== Source passage

Tiago Gonçalves

Personal information
- Full name: Tiago Manuel Gonçalves Silva
- Date of birth: 18 February 2007 (age 19)
- Place of birth: Bourgoin-Jallieu, France
- Height: 1.76 m (5 ft 9 in)
- Position: Midfielder

Team information
- Current team: Lyon
- Number: 46

Youth career
- 2017–2018: Bourgoin-Jallieu
- 2018–2025: Lyon

Senior career*
- Years: Team / Apps / (Gls)
- 2025–: Lyon B / 20 / (4)
- 2025–: Lyon / 0 / (0)

International career^{‡}
- 2024: Portugal U18 / 2 / (0)

= Tiago Gonçalves (footballer, born 2007) =

English footballer

Tiago Manuel Gonçalves Silva (born 18 February 2007) is a professional footballer who plays as a midfielder for Lyon. Born in France, he is a youth international for Portugal.

==Club career==
A youth product of Bourgoin-Jallieu, Gonçalves joined the youth academy of Lyon in 2018. On 27 June 2023, he signed an aspiring contract with Lyon for 2 seasons. On 13 May 2025, he signed a stagiary contract with Lyon and was promoted to their reserves in the Championnat National 3. On 27 November 2025, he debuted with the senior Lyon team in a 6–0 UEFA Europa League win against Maccabi Tel Aviv as a substitute.

====
== Data rows

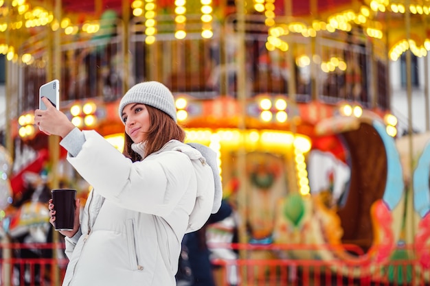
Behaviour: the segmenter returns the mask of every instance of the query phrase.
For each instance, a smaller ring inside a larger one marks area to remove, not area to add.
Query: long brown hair
[[[164,112],[155,107],[145,105],[149,114],[150,127],[145,145],[145,157],[161,149],[164,144],[172,139],[183,142],[185,132],[174,121]],[[131,149],[133,140],[124,132],[124,154],[133,162],[141,160],[143,158]]]

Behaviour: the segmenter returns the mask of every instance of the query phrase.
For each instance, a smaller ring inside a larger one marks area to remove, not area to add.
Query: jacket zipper
[[[90,210],[90,207],[91,206],[91,203],[93,202],[93,198],[94,198],[94,193],[91,194],[91,198],[90,199],[89,204],[88,204],[88,231],[87,232],[87,234],[85,235],[85,237],[84,237],[84,244],[82,245],[82,247],[80,248],[81,254],[84,249],[84,246],[85,246],[85,242],[87,242],[87,240],[88,239],[88,237],[89,237],[89,233],[91,231],[91,226],[90,223],[91,215],[90,215],[89,210]],[[79,259],[78,259],[78,261],[75,263],[75,266],[73,267],[73,274],[71,274],[71,278],[70,278],[70,281],[69,281],[69,284],[67,284],[67,285],[70,285],[70,284],[71,283],[71,281],[73,281],[73,278],[75,276],[75,270],[76,270],[76,266],[78,265],[78,263],[79,262],[80,259],[80,254],[79,255]]]
[[[132,265],[135,265],[137,267],[137,270],[143,270],[144,267],[139,264],[139,256],[138,256],[139,251],[136,246],[135,237],[136,237],[136,233],[135,231],[134,220],[131,219],[129,224],[128,228],[131,228],[130,230],[131,231],[128,231],[127,233],[127,235],[128,235],[129,237],[128,237],[129,243],[131,244],[130,250],[131,253],[130,254],[130,255],[133,256],[134,254],[134,257],[135,257],[134,259],[135,259],[134,261],[133,261]],[[133,258],[133,257],[131,257],[131,258]]]

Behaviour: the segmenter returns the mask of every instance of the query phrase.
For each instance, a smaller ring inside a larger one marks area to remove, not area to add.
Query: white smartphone
[[[39,88],[39,109],[46,110],[46,106],[42,102],[42,97],[47,98],[52,105],[60,110],[60,81],[54,80],[41,86]]]

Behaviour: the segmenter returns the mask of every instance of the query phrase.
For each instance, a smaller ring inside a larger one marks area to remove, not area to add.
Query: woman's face
[[[146,140],[149,130],[149,113],[145,104],[130,104],[122,110],[122,120],[126,123],[126,133],[135,143]]]

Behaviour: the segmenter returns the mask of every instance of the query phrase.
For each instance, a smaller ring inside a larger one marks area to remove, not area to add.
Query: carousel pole
[[[10,2],[11,0],[5,0],[5,7],[10,8]],[[6,21],[8,24],[8,29],[5,32],[5,42],[6,45],[9,46],[10,45],[10,14],[8,13],[6,15]],[[12,93],[10,91],[10,84],[12,83],[12,77],[9,73],[8,69],[11,67],[11,61],[6,61],[5,63],[5,96],[6,96],[6,121],[10,120],[10,118],[12,118],[12,112],[11,112],[11,102],[12,102]],[[12,131],[10,128],[10,124],[8,124],[6,122],[5,127],[5,147],[9,154],[12,156],[13,158],[13,141],[12,138]],[[12,265],[9,259],[12,258],[12,249],[10,248],[10,238],[9,235],[5,232],[4,236],[1,238],[1,256],[3,257],[3,263],[1,267],[1,281],[3,281],[3,285],[4,286],[12,286],[11,283],[11,273],[12,273]]]
[[[130,78],[130,69],[128,65],[130,64],[130,56],[128,52],[128,38],[129,38],[129,30],[128,26],[130,25],[130,1],[127,0],[122,0],[122,23],[123,23],[123,40],[122,40],[122,52],[124,60],[124,79],[122,80],[122,93],[125,94],[126,91],[130,88],[128,78]]]
[[[317,17],[318,15],[318,0],[310,0],[310,14],[315,15]],[[312,37],[310,38],[310,53],[312,56],[317,53],[317,37]],[[319,69],[317,68],[317,64],[313,60],[310,60],[310,96],[312,100],[317,101],[319,97],[319,80],[318,80],[317,71]]]
[[[315,1],[315,0],[313,0]],[[286,8],[286,16],[288,22],[292,21],[293,17],[293,0],[285,0],[285,8]],[[289,45],[289,52],[286,54],[286,60],[288,64],[288,95],[290,104],[292,106],[291,110],[295,110],[296,108],[296,95],[297,95],[297,85],[296,85],[296,69],[295,67],[295,60],[294,60],[294,51],[293,49],[295,48],[294,45],[294,40],[293,40],[293,36],[288,35],[288,37],[291,39],[288,40]],[[312,53],[315,51],[315,40],[313,38],[311,40],[312,43]],[[315,65],[313,66],[315,67]],[[315,69],[313,68],[313,69]],[[312,72],[311,72],[312,73]],[[314,73],[315,75],[315,73]],[[313,86],[314,85],[315,82],[312,82]],[[288,115],[290,116],[290,115]],[[295,115],[294,115],[295,116]],[[295,135],[297,132],[296,128],[296,119],[291,118],[289,120],[291,122],[290,124],[290,130],[291,133]],[[294,147],[292,147],[294,149]],[[292,192],[297,193],[298,192],[298,184],[297,180],[297,173],[295,171],[295,152],[294,150],[292,150],[291,152],[287,153],[288,155],[286,156],[286,166],[288,166],[288,171],[286,174],[288,176],[288,187],[289,190],[291,190]]]
[[[61,21],[61,0],[54,0],[54,16],[58,23]],[[49,34],[50,31],[49,31]],[[54,31],[52,37],[47,44],[48,58],[51,60],[49,64],[47,64],[47,79],[52,80],[53,79],[61,80],[61,29],[57,29]],[[61,85],[60,85],[61,86]],[[61,95],[60,95],[61,96]],[[60,158],[60,139],[58,136],[51,135],[48,136],[48,149],[49,151],[49,163],[51,165],[51,189],[56,189],[59,185],[58,180],[58,160]],[[52,241],[56,246],[60,243],[60,236],[57,231],[52,232]],[[54,285],[59,286],[60,283],[60,270],[58,267],[58,248],[56,246],[53,249],[54,259],[57,261],[56,265],[52,265],[52,279]]]
[[[411,14],[409,12],[410,0],[405,0],[405,22],[406,27],[406,39],[409,40],[411,38]],[[414,129],[412,128],[412,85],[411,85],[411,48],[406,50],[406,93],[407,96],[407,121],[408,121],[408,143],[409,143],[409,169],[410,169],[410,180],[409,187],[407,189],[406,197],[410,198],[410,202],[412,202],[412,188],[414,186]],[[410,224],[410,228],[406,230],[406,233],[411,237],[411,239],[415,236],[414,233],[414,216],[411,217],[411,224]],[[412,241],[412,240],[409,240]]]
[[[424,16],[424,30],[427,29],[427,16]],[[424,57],[424,100],[425,103],[425,130],[427,132],[430,131],[430,100],[429,99],[429,53]]]
[[[238,13],[238,56],[237,56],[237,64],[238,71],[238,99],[239,102],[239,106],[240,110],[240,114],[238,117],[238,128],[240,132],[241,141],[243,143],[240,144],[238,150],[238,163],[237,163],[237,174],[238,178],[240,179],[240,183],[239,184],[239,190],[238,193],[238,211],[240,217],[238,225],[238,235],[239,242],[242,243],[247,243],[248,242],[248,235],[246,228],[246,218],[247,218],[247,189],[245,184],[246,174],[246,150],[245,147],[245,142],[246,139],[245,138],[245,130],[246,129],[245,125],[245,117],[246,117],[246,102],[247,102],[247,86],[246,86],[246,66],[245,66],[245,0],[236,0],[236,5]],[[247,258],[247,253],[245,249],[240,248],[239,250],[240,257],[242,259]],[[245,270],[244,270],[245,271]],[[243,273],[242,277],[247,277],[246,273]],[[243,281],[245,284],[247,281]]]

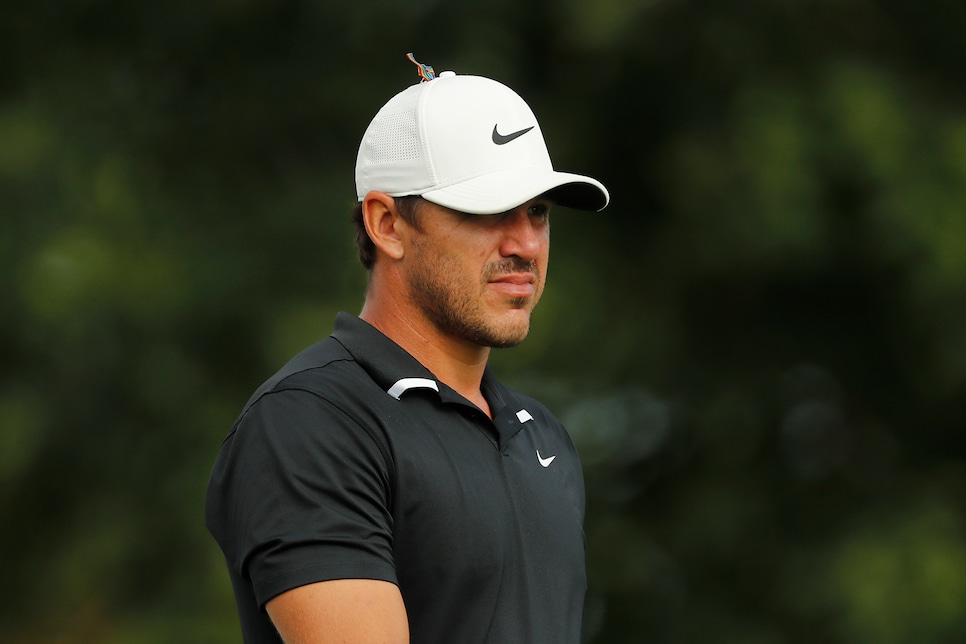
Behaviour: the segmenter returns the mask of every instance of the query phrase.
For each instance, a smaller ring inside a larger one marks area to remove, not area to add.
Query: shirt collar
[[[435,390],[443,402],[468,404],[463,396],[440,382],[408,351],[351,313],[340,312],[336,316],[332,337],[345,347],[387,395],[398,398],[409,389],[420,388]],[[494,416],[507,405],[506,389],[497,381],[489,366],[483,371],[480,388]]]

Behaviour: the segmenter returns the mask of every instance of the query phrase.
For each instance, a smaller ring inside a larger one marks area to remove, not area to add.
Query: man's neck
[[[367,299],[359,317],[405,349],[441,382],[491,415],[480,389],[489,347],[447,335],[408,308]]]

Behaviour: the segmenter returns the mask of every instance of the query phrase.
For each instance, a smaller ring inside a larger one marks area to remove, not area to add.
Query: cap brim
[[[506,212],[540,196],[577,210],[603,210],[610,201],[596,179],[533,167],[492,172],[422,193],[427,201],[474,215]]]

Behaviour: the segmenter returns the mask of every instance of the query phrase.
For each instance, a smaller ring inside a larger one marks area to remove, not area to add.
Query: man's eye
[[[542,217],[546,219],[550,215],[550,208],[544,203],[535,203],[527,209],[527,214],[531,217]]]

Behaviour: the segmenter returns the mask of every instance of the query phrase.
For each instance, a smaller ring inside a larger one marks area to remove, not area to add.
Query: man
[[[420,75],[359,149],[361,314],[262,385],[212,472],[207,524],[248,642],[580,637],[577,453],[487,358],[527,335],[551,205],[609,196],[553,170],[509,88]]]

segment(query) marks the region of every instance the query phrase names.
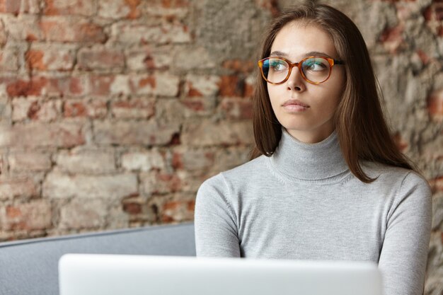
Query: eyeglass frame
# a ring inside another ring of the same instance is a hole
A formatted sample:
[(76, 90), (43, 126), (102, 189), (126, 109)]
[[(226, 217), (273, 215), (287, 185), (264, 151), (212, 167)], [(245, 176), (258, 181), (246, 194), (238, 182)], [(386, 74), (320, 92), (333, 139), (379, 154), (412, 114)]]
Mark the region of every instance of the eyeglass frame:
[[(323, 59), (325, 59), (328, 61), (328, 62), (329, 63), (329, 74), (328, 75), (328, 77), (322, 81), (321, 82), (314, 82), (312, 81), (309, 80), (306, 76), (304, 75), (304, 73), (303, 72), (303, 70), (301, 69), (301, 64), (303, 64), (303, 62), (309, 59), (311, 59), (311, 58), (315, 58), (315, 57), (321, 57)], [(263, 73), (263, 62), (265, 59), (282, 59), (284, 62), (287, 62), (288, 64), (289, 65), (289, 69), (288, 70), (287, 72), (287, 76), (286, 76), (286, 78), (284, 78), (284, 79), (283, 81), (282, 81), (281, 82), (278, 82), (278, 83), (273, 83), (271, 82), (270, 81), (267, 80), (267, 79), (266, 79), (266, 77), (265, 77), (265, 74)], [(308, 57), (305, 57), (303, 59), (300, 60), (299, 62), (291, 62), (289, 60), (285, 59), (284, 57), (265, 57), (263, 59), (259, 60), (258, 62), (258, 67), (260, 67), (260, 71), (262, 74), (262, 77), (263, 77), (263, 79), (265, 79), (265, 81), (267, 81), (267, 83), (272, 84), (272, 85), (280, 85), (280, 84), (282, 84), (283, 83), (286, 82), (287, 81), (288, 79), (289, 79), (289, 76), (291, 76), (291, 72), (292, 71), (292, 68), (294, 66), (297, 66), (297, 68), (299, 68), (299, 71), (300, 71), (300, 74), (301, 74), (301, 77), (303, 77), (303, 79), (311, 83), (311, 84), (320, 84), (321, 83), (324, 83), (326, 81), (328, 81), (328, 79), (329, 79), (329, 77), (330, 77), (330, 74), (332, 73), (332, 70), (333, 70), (333, 67), (334, 65), (335, 64), (345, 64), (345, 62), (339, 60), (339, 59), (335, 59), (330, 57), (323, 57), (323, 56), (321, 56), (321, 55), (312, 55)]]

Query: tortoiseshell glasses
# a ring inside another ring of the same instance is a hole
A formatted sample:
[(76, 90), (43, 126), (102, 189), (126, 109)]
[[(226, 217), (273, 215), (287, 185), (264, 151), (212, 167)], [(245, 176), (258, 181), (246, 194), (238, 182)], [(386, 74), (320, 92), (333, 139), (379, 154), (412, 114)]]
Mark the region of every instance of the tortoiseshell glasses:
[(332, 68), (335, 64), (344, 64), (343, 62), (326, 57), (309, 57), (299, 62), (291, 62), (284, 57), (266, 57), (258, 61), (258, 66), (262, 76), (271, 84), (284, 83), (289, 76), (292, 68), (299, 68), (301, 76), (313, 84), (319, 84), (328, 80), (330, 76)]

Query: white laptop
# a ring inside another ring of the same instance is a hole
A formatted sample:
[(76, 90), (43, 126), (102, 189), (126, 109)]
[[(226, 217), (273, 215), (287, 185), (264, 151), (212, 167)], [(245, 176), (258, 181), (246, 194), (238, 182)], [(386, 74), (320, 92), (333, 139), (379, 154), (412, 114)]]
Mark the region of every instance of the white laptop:
[(60, 295), (381, 295), (372, 262), (65, 254)]

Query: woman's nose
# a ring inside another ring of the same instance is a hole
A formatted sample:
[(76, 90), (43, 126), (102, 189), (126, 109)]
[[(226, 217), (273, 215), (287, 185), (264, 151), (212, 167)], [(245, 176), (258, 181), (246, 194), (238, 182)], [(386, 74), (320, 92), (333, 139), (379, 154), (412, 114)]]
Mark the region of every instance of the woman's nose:
[(287, 90), (301, 91), (306, 89), (306, 81), (303, 79), (301, 73), (297, 66), (292, 68), (291, 74), (287, 79)]

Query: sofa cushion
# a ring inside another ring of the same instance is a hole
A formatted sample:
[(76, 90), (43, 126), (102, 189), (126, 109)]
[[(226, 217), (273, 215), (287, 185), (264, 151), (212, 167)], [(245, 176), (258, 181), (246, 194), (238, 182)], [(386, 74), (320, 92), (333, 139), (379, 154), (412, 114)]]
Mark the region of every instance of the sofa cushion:
[(0, 243), (0, 294), (59, 294), (65, 253), (195, 256), (193, 223), (151, 226)]

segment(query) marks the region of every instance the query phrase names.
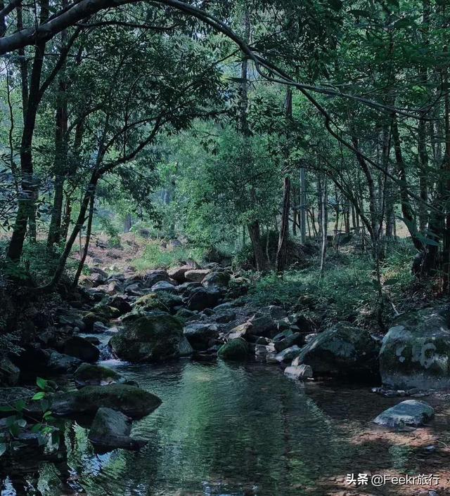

====

#### [What to produce]
Write out everything in the footballer profile from "Senior career*" down to "international for Portugal.". These rows are unrelated to the footballer profile.

#### [Solution to the problem]
Senior career*
- Years: Team / Apps / (Gls)
- 2025–: Lyon B / 20 / (4)
- 2025–: Lyon / 0 / (0)

International career^{‡}
- 2024: Portugal U18 / 2 / (0)

= Tiago Gonçalves (footballer, born 2007) =

English footballer

Tiago Manuel Gonçalves Silva (born 18 February 2007) is a professional footballer who plays as a midfielder for Lyon. Born in France, he is a youth international for Portugal.